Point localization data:

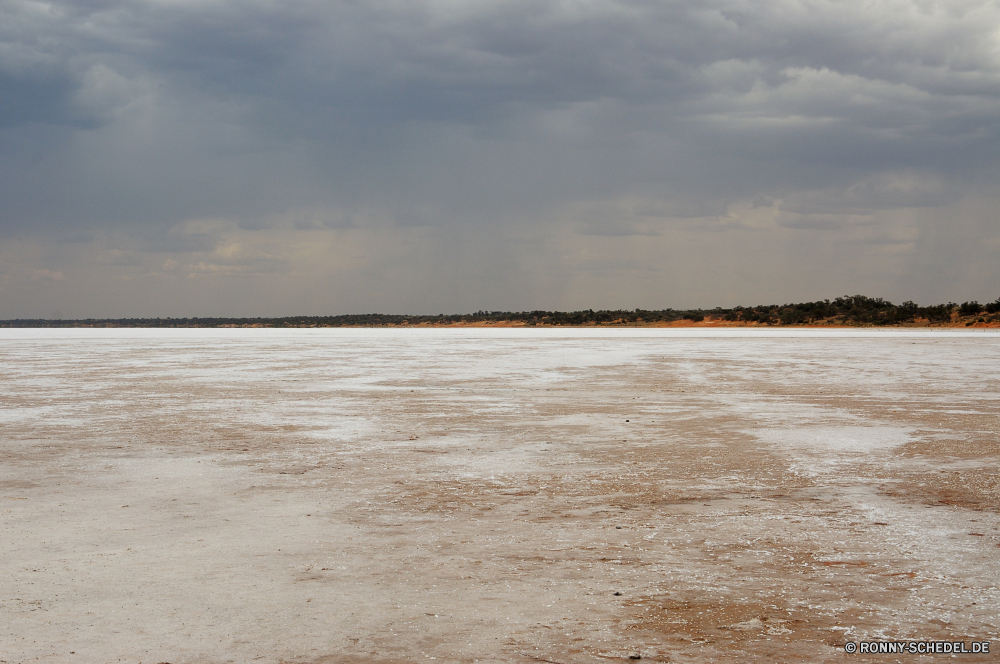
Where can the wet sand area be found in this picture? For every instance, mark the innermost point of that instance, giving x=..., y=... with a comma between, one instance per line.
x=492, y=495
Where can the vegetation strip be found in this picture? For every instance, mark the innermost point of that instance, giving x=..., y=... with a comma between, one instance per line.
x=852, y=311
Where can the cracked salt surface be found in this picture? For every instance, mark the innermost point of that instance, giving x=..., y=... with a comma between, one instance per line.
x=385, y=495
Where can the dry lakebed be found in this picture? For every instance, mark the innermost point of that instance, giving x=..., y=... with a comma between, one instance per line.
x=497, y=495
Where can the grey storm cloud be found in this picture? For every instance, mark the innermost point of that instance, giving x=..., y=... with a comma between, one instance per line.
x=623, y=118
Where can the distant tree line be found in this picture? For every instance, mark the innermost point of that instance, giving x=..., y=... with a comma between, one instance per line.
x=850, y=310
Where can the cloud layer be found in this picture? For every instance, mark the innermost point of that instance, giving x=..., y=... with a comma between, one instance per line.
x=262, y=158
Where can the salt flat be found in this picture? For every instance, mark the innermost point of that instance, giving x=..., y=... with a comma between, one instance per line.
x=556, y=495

* * *

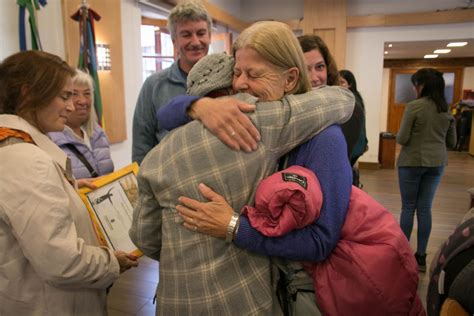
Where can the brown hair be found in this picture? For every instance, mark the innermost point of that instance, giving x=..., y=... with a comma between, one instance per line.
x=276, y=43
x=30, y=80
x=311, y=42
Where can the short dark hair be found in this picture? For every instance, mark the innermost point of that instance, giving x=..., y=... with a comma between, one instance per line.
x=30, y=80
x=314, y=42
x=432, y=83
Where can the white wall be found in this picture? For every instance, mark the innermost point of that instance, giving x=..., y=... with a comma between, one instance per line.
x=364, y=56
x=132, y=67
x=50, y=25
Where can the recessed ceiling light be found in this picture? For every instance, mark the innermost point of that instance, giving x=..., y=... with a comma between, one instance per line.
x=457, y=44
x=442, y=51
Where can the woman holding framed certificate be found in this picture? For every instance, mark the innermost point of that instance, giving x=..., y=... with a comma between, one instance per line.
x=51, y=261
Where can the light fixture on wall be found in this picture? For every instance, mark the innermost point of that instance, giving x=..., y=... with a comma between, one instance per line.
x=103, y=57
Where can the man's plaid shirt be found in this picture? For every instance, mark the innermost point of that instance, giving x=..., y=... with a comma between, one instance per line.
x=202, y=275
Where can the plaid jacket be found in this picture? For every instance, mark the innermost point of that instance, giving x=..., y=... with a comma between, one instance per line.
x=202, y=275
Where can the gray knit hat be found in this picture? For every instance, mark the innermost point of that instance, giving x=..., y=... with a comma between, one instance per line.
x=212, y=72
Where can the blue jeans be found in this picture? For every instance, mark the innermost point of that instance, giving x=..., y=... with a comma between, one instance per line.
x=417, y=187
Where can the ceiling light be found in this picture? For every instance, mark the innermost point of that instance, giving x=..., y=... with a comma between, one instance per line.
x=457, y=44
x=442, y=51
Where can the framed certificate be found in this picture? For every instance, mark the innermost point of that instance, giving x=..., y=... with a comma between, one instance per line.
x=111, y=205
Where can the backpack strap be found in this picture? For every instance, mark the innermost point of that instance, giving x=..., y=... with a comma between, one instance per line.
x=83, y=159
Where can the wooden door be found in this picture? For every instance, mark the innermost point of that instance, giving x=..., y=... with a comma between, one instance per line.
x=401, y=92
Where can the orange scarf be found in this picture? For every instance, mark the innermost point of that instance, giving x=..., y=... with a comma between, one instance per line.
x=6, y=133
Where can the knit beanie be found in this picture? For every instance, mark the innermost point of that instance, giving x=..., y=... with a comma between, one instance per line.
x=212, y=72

---

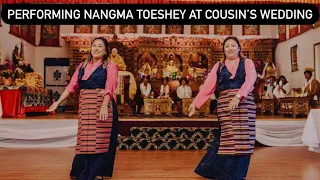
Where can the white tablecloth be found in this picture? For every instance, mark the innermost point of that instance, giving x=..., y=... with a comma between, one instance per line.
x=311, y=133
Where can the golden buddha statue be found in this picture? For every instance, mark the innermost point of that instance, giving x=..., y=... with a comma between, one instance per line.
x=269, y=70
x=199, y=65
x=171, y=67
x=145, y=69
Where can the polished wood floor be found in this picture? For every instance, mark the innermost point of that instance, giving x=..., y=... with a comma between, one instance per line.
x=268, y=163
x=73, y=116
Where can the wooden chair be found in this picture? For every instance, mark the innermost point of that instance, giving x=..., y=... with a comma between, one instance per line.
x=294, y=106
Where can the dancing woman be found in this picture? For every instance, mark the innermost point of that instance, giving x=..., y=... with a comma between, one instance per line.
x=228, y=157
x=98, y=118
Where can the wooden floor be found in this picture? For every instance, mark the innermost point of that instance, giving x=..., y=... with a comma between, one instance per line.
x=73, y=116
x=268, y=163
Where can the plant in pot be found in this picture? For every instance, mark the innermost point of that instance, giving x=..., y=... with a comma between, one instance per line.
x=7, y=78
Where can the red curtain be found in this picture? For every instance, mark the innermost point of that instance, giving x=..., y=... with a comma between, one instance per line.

== Your goal ==
Using the entries above, give back exactly the line containing "Where can the wooden floor", the line containing "Where can the red", and every line between them, and nothing else.

== Response to this task ==
Where can the wooden floor be found in this picture? For every instance, mark the innermost point of that instance, giving x=..., y=... with a comma between, one instance per line.
x=73, y=116
x=268, y=163
Where can the plant in pot be found in this picture? For every instance, mark the innermost point of that instance, giving x=..., y=... with a comma between, one instance per line.
x=7, y=78
Where can the red curtain be found in this picture? For every instance, mark the innermost point of that instance, giving x=..., y=... with a comma between, one instance per line.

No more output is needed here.